### What you have to do
Locate each line in the data below that contains the word "crane" and copy those lines out in full.

Coordinate annotation entries:
::::
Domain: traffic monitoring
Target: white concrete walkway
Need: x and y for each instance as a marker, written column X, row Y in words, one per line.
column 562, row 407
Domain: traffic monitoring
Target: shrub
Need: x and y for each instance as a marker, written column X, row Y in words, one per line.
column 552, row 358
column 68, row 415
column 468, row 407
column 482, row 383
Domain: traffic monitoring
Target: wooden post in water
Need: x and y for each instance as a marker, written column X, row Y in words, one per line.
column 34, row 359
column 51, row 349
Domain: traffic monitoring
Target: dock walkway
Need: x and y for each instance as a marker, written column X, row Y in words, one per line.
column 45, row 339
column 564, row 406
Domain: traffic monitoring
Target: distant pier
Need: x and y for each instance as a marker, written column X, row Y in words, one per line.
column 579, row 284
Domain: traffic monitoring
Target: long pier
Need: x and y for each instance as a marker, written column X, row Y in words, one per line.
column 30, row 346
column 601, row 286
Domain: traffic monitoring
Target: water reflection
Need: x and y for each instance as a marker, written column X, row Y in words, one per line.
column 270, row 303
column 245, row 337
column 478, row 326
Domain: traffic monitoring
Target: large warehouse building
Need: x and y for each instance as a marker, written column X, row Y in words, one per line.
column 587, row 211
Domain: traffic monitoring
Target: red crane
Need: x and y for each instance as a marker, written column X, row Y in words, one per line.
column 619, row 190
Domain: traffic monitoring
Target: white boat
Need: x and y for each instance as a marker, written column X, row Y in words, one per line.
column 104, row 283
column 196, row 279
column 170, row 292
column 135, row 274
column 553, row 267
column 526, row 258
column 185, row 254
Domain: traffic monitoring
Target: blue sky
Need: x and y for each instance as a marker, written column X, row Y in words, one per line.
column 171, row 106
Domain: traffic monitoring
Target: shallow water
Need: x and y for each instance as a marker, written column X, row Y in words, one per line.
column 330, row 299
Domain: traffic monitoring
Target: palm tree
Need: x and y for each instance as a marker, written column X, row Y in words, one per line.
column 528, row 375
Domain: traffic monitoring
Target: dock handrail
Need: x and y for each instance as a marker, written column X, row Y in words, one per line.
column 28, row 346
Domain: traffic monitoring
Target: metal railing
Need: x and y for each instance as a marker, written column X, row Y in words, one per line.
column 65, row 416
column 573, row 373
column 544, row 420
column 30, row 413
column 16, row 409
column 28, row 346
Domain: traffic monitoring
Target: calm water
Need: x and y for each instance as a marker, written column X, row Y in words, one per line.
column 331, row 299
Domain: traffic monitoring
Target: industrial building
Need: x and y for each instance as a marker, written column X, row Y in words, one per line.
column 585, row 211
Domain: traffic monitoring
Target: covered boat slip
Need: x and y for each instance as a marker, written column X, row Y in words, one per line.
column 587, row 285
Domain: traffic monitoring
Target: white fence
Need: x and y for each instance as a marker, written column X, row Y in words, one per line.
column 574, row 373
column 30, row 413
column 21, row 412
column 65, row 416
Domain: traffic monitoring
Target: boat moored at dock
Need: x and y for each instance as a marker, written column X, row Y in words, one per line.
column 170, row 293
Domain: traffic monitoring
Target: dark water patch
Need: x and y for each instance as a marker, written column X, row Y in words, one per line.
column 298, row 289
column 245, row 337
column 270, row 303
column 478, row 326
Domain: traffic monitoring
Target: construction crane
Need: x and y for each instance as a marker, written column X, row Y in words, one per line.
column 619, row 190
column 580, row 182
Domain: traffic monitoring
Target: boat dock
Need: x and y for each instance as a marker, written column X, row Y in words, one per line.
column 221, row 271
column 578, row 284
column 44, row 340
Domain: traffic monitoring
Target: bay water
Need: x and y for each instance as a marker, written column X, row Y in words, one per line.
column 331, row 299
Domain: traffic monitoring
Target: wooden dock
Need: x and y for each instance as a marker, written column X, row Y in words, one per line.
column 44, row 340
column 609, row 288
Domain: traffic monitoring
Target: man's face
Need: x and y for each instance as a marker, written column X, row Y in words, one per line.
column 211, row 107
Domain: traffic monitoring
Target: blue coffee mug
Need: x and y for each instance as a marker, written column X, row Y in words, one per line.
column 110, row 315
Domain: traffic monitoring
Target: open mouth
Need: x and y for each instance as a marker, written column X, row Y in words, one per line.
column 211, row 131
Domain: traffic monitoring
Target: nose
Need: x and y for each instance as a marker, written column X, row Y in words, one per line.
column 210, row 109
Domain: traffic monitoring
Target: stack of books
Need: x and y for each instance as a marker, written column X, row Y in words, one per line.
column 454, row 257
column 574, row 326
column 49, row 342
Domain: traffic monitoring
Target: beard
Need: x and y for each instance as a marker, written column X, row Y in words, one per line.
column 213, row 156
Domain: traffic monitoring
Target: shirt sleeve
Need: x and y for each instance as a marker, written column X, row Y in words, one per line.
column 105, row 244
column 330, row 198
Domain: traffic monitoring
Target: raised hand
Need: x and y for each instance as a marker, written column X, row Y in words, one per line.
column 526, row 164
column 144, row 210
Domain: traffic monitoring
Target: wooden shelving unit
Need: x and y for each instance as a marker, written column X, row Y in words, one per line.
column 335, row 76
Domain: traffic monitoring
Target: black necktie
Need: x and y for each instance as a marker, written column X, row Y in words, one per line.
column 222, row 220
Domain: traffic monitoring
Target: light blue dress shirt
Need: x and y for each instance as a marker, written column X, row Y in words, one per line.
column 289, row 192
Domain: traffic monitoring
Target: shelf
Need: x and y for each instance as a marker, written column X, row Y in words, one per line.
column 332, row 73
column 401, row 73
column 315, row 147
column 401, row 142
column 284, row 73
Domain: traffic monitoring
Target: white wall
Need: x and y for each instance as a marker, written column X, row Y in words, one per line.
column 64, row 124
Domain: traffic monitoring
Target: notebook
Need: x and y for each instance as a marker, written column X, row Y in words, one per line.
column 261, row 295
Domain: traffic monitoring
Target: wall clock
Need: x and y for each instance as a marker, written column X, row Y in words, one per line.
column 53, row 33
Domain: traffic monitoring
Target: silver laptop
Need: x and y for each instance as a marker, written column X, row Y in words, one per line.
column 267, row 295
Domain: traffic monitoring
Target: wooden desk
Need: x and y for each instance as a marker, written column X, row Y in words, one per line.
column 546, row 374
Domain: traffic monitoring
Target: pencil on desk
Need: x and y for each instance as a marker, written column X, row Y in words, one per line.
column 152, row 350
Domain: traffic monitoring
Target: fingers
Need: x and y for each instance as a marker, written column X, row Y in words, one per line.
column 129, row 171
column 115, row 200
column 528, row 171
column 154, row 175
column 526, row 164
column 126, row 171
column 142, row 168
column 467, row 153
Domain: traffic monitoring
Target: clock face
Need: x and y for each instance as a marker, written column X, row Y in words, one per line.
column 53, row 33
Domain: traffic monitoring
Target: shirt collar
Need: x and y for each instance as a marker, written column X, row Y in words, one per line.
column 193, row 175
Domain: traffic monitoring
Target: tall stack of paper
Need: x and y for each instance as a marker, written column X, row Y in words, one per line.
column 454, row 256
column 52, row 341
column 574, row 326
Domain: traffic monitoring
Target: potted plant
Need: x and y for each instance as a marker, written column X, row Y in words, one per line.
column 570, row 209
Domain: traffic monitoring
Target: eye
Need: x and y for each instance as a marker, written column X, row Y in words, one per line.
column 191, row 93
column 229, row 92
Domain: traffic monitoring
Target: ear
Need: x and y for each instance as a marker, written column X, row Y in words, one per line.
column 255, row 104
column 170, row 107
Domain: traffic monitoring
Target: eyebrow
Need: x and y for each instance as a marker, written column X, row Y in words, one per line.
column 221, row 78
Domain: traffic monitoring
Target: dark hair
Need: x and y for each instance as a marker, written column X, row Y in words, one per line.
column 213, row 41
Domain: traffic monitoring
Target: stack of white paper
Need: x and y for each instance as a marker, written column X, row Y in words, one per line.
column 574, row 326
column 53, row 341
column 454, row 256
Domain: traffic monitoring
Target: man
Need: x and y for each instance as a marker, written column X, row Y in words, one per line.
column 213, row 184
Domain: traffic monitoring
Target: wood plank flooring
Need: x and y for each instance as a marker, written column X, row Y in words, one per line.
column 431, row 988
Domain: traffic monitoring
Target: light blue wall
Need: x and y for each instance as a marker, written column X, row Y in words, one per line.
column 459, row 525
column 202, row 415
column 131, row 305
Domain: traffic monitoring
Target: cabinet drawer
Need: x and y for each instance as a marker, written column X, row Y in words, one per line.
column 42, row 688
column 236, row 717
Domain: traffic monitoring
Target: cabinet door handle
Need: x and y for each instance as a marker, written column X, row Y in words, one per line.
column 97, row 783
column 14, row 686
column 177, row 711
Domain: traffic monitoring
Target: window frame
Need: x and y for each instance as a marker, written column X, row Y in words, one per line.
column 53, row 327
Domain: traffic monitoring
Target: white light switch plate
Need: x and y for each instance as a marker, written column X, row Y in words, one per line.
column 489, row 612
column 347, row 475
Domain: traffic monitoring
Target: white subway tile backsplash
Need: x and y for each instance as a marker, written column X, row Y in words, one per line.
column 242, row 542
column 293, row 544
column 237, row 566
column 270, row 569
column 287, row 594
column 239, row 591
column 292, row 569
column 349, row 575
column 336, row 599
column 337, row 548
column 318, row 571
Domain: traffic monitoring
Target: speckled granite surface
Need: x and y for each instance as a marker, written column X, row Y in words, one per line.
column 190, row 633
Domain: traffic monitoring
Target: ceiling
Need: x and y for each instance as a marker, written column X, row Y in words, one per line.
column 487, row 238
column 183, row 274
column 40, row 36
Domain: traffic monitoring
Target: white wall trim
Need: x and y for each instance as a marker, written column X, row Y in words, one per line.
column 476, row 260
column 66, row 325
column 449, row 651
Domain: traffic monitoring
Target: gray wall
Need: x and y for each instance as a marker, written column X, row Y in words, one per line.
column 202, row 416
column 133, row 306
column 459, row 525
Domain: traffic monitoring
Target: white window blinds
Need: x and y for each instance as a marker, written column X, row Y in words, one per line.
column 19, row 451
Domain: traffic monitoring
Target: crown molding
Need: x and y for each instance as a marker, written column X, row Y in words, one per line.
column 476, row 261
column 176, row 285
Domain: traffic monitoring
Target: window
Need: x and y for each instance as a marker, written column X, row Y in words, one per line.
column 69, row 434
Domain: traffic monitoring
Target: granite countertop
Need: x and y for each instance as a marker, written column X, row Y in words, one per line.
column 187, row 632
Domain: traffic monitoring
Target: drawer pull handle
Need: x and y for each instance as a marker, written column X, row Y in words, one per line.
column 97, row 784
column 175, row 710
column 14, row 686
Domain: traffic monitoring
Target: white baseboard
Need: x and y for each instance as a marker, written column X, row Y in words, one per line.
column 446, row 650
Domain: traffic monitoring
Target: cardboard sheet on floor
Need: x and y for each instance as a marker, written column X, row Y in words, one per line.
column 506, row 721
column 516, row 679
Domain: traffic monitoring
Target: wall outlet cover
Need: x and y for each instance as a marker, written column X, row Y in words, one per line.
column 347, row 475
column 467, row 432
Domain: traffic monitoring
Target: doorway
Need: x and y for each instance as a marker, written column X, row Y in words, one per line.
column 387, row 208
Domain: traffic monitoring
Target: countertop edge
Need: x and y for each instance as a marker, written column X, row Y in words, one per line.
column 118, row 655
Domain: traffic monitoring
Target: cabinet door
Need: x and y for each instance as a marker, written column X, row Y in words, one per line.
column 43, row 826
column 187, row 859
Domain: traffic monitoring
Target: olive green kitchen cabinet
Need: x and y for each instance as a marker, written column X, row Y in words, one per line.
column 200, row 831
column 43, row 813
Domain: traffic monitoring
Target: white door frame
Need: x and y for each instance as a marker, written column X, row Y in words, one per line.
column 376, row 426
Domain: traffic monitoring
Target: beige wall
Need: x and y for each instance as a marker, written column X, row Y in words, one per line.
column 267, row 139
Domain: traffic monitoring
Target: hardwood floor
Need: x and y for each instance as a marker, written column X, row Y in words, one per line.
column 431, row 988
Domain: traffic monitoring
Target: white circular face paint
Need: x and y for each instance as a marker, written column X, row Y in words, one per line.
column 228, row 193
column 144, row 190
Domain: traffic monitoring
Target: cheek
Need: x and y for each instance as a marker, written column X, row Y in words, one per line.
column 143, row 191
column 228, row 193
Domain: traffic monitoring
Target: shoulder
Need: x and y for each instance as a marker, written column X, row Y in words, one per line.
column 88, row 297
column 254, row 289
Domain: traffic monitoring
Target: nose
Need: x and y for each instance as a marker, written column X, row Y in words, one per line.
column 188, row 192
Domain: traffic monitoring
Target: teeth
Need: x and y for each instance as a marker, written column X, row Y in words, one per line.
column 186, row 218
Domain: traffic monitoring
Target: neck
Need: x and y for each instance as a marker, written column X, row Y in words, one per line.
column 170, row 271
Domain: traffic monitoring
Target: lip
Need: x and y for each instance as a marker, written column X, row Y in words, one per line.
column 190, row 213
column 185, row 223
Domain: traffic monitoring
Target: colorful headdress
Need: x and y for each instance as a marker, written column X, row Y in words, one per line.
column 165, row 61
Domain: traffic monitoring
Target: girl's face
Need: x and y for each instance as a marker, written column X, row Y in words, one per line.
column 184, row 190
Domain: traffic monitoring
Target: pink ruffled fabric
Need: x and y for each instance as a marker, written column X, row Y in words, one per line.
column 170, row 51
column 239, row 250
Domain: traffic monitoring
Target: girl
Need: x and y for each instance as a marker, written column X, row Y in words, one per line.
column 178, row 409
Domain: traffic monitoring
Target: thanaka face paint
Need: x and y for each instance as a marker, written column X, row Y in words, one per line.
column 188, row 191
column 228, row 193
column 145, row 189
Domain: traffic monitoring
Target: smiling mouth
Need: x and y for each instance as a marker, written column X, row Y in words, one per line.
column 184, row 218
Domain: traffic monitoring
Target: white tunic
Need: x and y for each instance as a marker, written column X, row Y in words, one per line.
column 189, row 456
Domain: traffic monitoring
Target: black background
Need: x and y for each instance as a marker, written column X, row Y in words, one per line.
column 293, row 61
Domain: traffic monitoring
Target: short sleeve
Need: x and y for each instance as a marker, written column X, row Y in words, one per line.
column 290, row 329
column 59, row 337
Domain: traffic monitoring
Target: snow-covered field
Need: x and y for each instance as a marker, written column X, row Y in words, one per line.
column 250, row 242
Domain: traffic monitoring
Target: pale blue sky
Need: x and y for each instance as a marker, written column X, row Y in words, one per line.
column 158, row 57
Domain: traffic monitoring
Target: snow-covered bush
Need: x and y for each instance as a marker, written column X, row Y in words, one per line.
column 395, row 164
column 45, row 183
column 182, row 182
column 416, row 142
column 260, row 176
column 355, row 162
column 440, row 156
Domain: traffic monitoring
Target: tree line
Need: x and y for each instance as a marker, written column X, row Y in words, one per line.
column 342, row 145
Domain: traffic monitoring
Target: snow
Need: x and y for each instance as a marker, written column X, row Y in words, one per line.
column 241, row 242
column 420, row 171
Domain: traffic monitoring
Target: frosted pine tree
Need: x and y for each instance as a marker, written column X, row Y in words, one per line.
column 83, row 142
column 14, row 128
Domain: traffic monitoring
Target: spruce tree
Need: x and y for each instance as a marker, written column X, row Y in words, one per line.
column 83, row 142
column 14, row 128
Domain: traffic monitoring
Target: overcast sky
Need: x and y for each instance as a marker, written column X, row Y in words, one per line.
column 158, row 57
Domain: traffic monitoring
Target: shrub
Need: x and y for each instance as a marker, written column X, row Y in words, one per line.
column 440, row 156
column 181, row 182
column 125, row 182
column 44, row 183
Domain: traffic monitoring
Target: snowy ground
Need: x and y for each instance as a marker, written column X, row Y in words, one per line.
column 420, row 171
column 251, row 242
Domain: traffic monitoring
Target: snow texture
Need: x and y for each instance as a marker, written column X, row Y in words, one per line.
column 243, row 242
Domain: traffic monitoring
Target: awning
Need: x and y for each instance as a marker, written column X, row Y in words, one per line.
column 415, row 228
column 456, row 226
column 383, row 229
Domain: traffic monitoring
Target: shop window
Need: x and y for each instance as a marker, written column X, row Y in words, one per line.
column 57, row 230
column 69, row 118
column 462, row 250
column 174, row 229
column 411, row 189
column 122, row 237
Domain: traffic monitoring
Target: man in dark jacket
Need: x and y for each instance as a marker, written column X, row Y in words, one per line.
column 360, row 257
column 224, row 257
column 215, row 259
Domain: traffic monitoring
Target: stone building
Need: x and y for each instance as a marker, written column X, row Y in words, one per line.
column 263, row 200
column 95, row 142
::::
### Exercise output
Target: red crane
Target: construction crane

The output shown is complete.